● Passage to read:
****

Today we are looking global shark attacks
Source: https://www.kaggle.com/teajay/global-shark-attacks
import pandas as pd
df = pd.read_csv("attacks.csv", encoding = "ISO-8859-1")
df['Year_cleaned'] = df[df['Year']>1930]['Year']
Years_values = df['Year_cleaned'].value_counts().sort_index()
%matplotlib inline
Years_values.plot(title="Shark Attacks per year")
<matplotlib.axes._subplots.AxesSubplot at 0x7f3f3d262748>
#Kommentar: Alter der angegriffenen Menschen
df['Age_Clean'] = df['Age'].str.extract("([0-9]+)", expand=False).dropna().astype(int)
age_values = df['Age_Clean'].value_counts().sort_index()
age_values.plot(style=".",title = "Age of victims")
<matplotlib.axes._subplots.AxesSubplot at 0x7f3f35404be0>
df.groupby("Activity")\
.filter(lambda x: len(x) > 100)\
.Activity.value_counts()\
.plot.bar(color='grey')
<matplotlib.axes._subplots.AxesSubplot at 0x7f3f3533ba90>
sharks = df['Species '].value_counts()
sharks[sharks>50].plot.barh(color='purple')
<matplotlib.axes._subplots.AxesSubplot at 0x7f3f353722b0>
Funfact: This plot inspired the makers of pacman to create a popular game.

****

● Dataset extract:
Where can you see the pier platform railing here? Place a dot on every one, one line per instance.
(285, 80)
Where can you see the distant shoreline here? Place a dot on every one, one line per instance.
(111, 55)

****

● Task list:
1. From the shark attacks notebook, copy the passage starting at "<matplotlib.axes._subplots.AxesSubplot at 0x7f3f35404be0>" and ending at "sharks = df['Species '].value_counts()".
2. Which encoding does the shark attacks notebook specify when it reads attacks.csv?
3. Extend the shark attacks notebook past its final line with the next part of the analysis.

● Replies:
1.
<matplotlib.axes._subplots.AxesSubplot at 0x7f3f35404be0>
df.groupby("Activity")\
.filter(lambda x: len(x) > 100)\
.Activity.value_counts()\
.plot.bar(color='grey')
<matplotlib.axes._subplots.AxesSubplot at 0x7f3f3533ba90>
sharks = df['Species '].value_counts()

2. ISO-8859-1

3.
df[df['Sex '].isin(['M','F'])]["Sex "].value_counts().plot(kind='pie',title= "Gender of victims",colors= ['yellow','black'], table =True)
<matplotlib.axes._subplots.AxesSubplot at 0x7f3f352377b8>
df[df['Fatal (Y/N)'].isin(['Y','N'])]["Fatal (Y/N)"].value_counts()\
.plot(kind='bar', title= "Was the attack fatal?",legend = True, color= ['green','red'])
<matplotlib.axes._subplots.AxesSubplot at 0x7f3f34f80550>
df['Hour_Clean'] = df['Time'].str.extract("([0-9]+)", expand=False).dropna().astype(int)
df['Hour_Clean']= df[df['Hour_Clean']<25]['Hour_Clean']
df['Hour_Clean'].plot(kind='hist', color='lightblue', title= "Time of attack.")
<matplotlib.axes._subplots.AxesSubplot at 0x7f3f349e6710>
df.groupby("Country")\
.filter(lambda x: len(x) > 100)\
.Country.value_counts()\
.plot.barh(color='gold')
<matplotlib.axes._subplots.AxesSubplot at 0x7f3f34ce2588>
df['Month'] = df['Case Number'].str.extract("\.([0-9]+)\.", expand=False).dropna().astype(int)
df['Month'] = df[(df['Month']>0) & ( df['Month']<13)]['Month']
df.groupby("Country").filter(lambda x: len(x) > 300)\
.groupby(["Country","Month"])\
.size().to_frame().unstack(level="Country")[0].plot.bar(stacked=True)
<matplotlib.axes._subplots.AxesSubplot at 0x7f3f34cf9c50>
df.groupby("Species ").filter(lambda x: len(x) > 35)\
.groupby("Country").filter(lambda x: len(x) > 20)\
.groupby(["Country","Species "])\
.size().to_frame().unstack(level=0)[0].plot.barh(title= "Where do what species attack?",stacked=True,color=['aqua','orange','blue'])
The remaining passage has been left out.